Task brief: For the entries that follow, restate word for word the line containing "x=791, y=126", the line containing "x=105, y=53", and every line that lies between them.

Data provided:
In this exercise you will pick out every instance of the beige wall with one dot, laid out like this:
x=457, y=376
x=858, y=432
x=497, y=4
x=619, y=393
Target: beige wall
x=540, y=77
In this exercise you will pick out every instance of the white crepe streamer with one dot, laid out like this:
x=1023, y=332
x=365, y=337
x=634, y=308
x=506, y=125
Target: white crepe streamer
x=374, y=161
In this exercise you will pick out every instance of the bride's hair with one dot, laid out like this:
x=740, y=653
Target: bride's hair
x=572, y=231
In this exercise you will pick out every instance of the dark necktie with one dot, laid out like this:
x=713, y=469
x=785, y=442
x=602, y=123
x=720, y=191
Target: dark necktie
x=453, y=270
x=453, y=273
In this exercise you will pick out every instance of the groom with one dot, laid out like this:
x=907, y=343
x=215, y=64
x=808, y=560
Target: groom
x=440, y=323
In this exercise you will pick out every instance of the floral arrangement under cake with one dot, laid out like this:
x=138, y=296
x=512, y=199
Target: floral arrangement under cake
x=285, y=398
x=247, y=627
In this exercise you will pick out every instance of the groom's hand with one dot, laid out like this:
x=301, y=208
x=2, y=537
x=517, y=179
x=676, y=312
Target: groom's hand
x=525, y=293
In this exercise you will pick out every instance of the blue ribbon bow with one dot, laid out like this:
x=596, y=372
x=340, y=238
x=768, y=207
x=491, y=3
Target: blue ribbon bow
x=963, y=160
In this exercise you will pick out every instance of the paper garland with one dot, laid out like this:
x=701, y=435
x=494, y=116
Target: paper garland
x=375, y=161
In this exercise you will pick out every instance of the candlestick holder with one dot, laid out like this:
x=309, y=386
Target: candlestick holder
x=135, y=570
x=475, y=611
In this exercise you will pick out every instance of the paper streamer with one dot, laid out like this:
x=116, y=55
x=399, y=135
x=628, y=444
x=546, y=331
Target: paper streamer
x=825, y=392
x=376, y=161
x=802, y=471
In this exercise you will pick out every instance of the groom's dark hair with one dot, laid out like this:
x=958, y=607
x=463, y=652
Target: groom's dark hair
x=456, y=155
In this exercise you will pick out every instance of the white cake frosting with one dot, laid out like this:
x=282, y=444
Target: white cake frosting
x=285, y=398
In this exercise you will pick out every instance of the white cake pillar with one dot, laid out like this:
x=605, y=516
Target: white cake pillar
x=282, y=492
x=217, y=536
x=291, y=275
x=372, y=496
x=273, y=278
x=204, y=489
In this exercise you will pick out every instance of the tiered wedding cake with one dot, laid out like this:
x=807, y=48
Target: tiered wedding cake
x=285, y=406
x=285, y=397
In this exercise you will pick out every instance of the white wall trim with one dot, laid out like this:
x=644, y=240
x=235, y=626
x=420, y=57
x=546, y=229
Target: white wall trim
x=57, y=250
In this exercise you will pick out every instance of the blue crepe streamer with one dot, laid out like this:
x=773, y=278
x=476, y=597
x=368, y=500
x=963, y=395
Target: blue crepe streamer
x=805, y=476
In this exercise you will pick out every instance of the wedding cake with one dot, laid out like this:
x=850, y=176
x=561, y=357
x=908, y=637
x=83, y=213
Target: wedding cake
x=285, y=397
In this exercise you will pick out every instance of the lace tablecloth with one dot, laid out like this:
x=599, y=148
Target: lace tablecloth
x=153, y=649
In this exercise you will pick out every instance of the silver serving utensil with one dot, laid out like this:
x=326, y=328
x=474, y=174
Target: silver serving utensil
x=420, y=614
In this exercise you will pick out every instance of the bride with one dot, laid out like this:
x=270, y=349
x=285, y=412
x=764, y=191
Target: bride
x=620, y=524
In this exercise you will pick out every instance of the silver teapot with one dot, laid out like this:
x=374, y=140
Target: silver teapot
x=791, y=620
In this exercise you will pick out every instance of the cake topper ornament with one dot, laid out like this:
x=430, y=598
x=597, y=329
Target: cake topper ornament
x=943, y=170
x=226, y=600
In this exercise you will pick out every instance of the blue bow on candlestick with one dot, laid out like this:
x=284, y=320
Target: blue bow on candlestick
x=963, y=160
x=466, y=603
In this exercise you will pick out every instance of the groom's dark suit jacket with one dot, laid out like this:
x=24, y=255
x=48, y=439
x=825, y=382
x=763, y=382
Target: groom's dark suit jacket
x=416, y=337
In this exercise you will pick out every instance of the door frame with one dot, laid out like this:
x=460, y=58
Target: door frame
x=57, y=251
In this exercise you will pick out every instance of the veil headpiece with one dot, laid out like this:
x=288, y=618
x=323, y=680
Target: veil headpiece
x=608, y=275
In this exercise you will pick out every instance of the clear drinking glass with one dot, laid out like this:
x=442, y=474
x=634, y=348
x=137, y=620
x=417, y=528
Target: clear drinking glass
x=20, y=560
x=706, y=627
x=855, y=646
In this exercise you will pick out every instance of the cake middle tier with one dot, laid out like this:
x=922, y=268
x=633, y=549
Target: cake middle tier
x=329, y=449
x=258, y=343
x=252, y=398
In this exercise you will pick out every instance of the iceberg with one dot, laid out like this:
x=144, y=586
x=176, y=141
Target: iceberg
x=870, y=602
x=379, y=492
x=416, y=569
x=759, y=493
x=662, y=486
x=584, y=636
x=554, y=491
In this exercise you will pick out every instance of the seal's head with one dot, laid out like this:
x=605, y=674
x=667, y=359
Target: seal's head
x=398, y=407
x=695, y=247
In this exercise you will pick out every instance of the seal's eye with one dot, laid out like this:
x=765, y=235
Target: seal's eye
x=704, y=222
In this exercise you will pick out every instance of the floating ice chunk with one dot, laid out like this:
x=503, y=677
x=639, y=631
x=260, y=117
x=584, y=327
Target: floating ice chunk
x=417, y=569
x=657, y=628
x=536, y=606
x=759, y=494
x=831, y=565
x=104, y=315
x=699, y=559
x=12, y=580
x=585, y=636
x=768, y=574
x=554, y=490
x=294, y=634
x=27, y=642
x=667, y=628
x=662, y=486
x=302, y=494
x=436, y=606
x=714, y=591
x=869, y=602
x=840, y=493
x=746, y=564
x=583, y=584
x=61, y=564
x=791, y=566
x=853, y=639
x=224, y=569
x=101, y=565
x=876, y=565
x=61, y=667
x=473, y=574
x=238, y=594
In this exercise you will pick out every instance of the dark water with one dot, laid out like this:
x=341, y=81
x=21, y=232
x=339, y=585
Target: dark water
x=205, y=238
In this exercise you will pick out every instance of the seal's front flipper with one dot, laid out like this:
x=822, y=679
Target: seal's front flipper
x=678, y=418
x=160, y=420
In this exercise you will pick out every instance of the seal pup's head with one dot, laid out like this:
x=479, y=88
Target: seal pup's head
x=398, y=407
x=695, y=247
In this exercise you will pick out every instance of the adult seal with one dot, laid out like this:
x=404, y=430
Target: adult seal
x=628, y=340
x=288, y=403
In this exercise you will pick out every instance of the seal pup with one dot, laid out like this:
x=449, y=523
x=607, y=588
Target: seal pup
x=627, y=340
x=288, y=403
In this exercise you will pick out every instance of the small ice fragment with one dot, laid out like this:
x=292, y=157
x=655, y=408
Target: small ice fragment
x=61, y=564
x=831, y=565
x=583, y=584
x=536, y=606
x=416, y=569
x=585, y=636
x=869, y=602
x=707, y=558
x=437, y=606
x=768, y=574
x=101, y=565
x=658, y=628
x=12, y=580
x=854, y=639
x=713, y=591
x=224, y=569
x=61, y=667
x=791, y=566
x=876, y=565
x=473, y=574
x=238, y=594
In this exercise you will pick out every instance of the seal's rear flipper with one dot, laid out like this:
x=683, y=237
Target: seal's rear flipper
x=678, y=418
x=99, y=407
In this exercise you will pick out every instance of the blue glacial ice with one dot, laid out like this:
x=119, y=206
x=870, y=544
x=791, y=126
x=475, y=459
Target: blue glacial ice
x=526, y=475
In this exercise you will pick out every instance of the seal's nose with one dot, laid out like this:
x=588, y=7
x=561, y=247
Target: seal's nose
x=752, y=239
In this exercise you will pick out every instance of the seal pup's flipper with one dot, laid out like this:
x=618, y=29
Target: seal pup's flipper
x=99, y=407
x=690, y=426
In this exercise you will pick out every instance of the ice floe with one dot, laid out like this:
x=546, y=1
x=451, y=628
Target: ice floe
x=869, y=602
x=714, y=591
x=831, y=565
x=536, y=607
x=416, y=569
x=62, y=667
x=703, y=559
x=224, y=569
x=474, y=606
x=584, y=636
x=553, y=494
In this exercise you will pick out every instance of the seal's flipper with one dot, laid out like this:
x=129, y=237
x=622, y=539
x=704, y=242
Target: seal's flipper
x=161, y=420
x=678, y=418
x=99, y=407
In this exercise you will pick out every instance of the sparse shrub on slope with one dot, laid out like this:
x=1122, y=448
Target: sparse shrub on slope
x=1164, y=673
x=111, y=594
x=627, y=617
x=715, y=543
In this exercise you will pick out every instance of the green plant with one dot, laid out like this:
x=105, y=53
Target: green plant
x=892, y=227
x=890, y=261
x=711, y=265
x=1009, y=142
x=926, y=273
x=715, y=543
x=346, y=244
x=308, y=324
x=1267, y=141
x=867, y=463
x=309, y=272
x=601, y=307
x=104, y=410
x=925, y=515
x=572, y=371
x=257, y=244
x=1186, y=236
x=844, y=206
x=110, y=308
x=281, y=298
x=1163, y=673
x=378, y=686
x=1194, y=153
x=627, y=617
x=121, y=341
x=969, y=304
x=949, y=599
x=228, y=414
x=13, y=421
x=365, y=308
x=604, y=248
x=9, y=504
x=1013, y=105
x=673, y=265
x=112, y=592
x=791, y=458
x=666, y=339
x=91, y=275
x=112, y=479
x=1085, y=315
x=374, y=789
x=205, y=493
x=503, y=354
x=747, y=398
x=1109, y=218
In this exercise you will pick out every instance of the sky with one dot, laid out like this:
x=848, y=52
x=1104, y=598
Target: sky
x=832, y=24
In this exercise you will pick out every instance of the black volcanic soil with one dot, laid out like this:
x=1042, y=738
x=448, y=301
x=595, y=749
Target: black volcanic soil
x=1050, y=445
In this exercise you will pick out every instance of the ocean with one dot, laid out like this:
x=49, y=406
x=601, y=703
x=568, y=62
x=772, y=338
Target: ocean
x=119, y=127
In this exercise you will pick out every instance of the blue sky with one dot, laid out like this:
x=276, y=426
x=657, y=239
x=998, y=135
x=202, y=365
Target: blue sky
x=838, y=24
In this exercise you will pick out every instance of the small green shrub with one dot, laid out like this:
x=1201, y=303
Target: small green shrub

Expected answer:
x=791, y=126
x=475, y=459
Target: blue glacial ice
x=526, y=475
In this exercise you will pick out every instance of the seal's nose with one dot, laid out like this:
x=588, y=7
x=561, y=247
Target: seal's nose
x=752, y=239
In this exercise you will pick out every instance of the seal pup's flipper with one dot, laid out like this:
x=618, y=29
Target: seal pup's flipper
x=99, y=407
x=690, y=426
In this exercise you will pick out every instance of the ice floe with one dot, laid out like this:
x=546, y=1
x=451, y=628
Target: ice floe
x=869, y=602
x=714, y=591
x=831, y=565
x=536, y=607
x=416, y=569
x=62, y=667
x=703, y=559
x=224, y=569
x=474, y=606
x=584, y=636
x=553, y=494
In this exercise you will pick out every instance of the seal's flipper with one dot, laid out like this:
x=129, y=237
x=622, y=539
x=704, y=242
Target: seal's flipper
x=161, y=420
x=678, y=418
x=99, y=407
In this exercise you will pick out every instance of the sparse shrub on slope with one dot, laid out like this:
x=1122, y=448
Target: sparse shrub on slope
x=1164, y=673
x=111, y=594
x=627, y=617
x=715, y=543
In this exercise you will pick out every instance of the green plant with one dot, laid out like this:
x=105, y=53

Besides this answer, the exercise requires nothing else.